● **Exercise 1**: From the book review excerpt below, reproduce the passage that begins at the words "Now it's 2013;" and ends after the words "are still hurting.".

● **Text extract**:
——
But one inherent weakness of a collection like this is that it can't possibly tell the full story of what's happened to working families. And even during the recession, many people continued to do just fine. Meanwhile, Garson spends a lot of time talking to New Yorkers and Californians, whose crises represent only part of the picture.
So I particularly liked her profile of the Kenny family in Evansville, Ind. Some may disagree with the description Garson provides of Evansville, as a hollowed-out small city where many traditional employers have left. But it's certainly true that manufacturers have largely disappeared from American cities, resulting in reduced employment prospects for many.
The dad here works for a Big Box retailer that is pressuring him in nasty ways to retire early so they can hire a younger, cheaper worker. And the adult son – an intelligent young man who in another place and time would find plenty of work – designs Grateful Dead T-Shirts.
The senior Kenny provides an illustration of a worker who has labored diligently but has little to show for it. "[S]tarting around the mid-1970s," Garson says, "the wealth gap widened while hourly wages stagnated or declined." She argues that, "Between 1976 and 2007, 58 percent of every new dollar of income generated went to the top 1 percent of households."
Now it's 2013; stock prices have rebounded, many people have found jobs, and the housing crisis has receded. But our unemployment rate remains high, and as Garson's anecedotal examination of the American economy would suggest, millions of individuals and families are still hurting.
Garson asks at the end of her book: "How many times can we emerge [from a recession] with the rich richer, the poor poorer, and more of the middle class marginalized? ... What happens to a market economy when all the money winds up in one pocket?"
Garson's book clearly doesn't provide a balanced view, and the stories she presents are more a stream-of-consciousness-style effort than a scientific sampling. Yet her book of stories is a convincing effort to show that the recession was part of ongoing restructuring – a restructuring at least partially motivated by greed – that is making it hard for many Americans to ride up the economic escalator.
——
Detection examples
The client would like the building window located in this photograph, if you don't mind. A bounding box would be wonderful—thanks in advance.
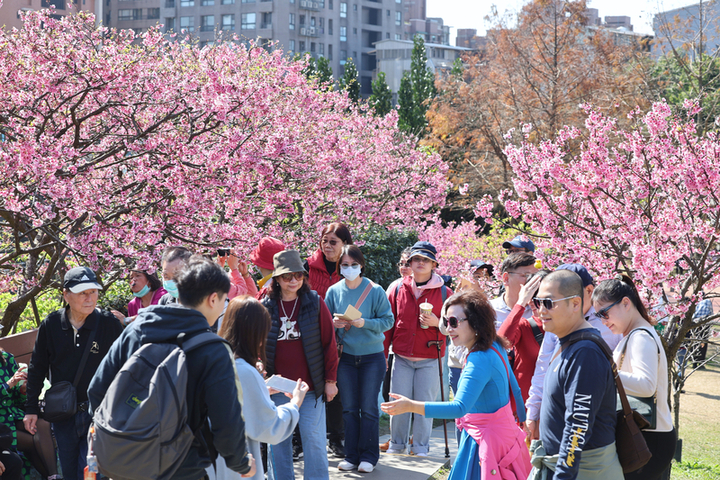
[200,15,215,32]
[240,13,255,30]
[180,17,195,32]
[222,14,235,30]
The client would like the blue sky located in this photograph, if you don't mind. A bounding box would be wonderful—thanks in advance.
[427,0,699,41]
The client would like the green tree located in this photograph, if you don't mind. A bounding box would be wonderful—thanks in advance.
[398,35,437,136]
[368,72,392,117]
[398,72,415,132]
[340,58,360,105]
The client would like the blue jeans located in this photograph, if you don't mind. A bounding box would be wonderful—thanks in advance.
[446,367,462,447]
[338,352,385,465]
[52,412,92,480]
[390,354,440,453]
[268,391,330,480]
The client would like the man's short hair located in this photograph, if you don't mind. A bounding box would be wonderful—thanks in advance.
[500,252,536,273]
[540,270,583,309]
[160,247,192,265]
[175,255,230,307]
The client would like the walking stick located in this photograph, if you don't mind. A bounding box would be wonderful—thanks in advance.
[428,340,450,458]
——
● **Exercise 2**: Recast the entries above as a numbered list, starting at the line that contains "The client would like the blue jeans" and continuing through the last line of the entries. Leave out any blank lines.

● **Reply 1**:
Now it's 2013; stock prices have rebounded, many people have found jobs, and the housing crisis has receded. But our unemployment rate remains high, and as Garson's anecedotal examination of the American economy would suggest, millions of individuals and families are still hurting.

● **Reply 2**:
1. The client would like the blue jeans located in this photograph, if you don't mind. A bounding box would be wonderful—thanks in advance.
2. [446,367,462,447]
3. [338,352,385,465]
4. [52,412,92,480]
5. [390,354,440,453]
6. [268,391,330,480]
7. The client would like the man's short hair located in this photograph, if you don't mind. A bounding box would be wonderful—thanks in advance.
8. [500,252,536,273]
9. [540,270,583,309]
10. [160,247,192,265]
11. [175,255,230,307]
12. The client would like the walking stick located in this photograph, if you don't mind. A bounding box would be wonderful—thanks in advance.
13. [428,340,450,458]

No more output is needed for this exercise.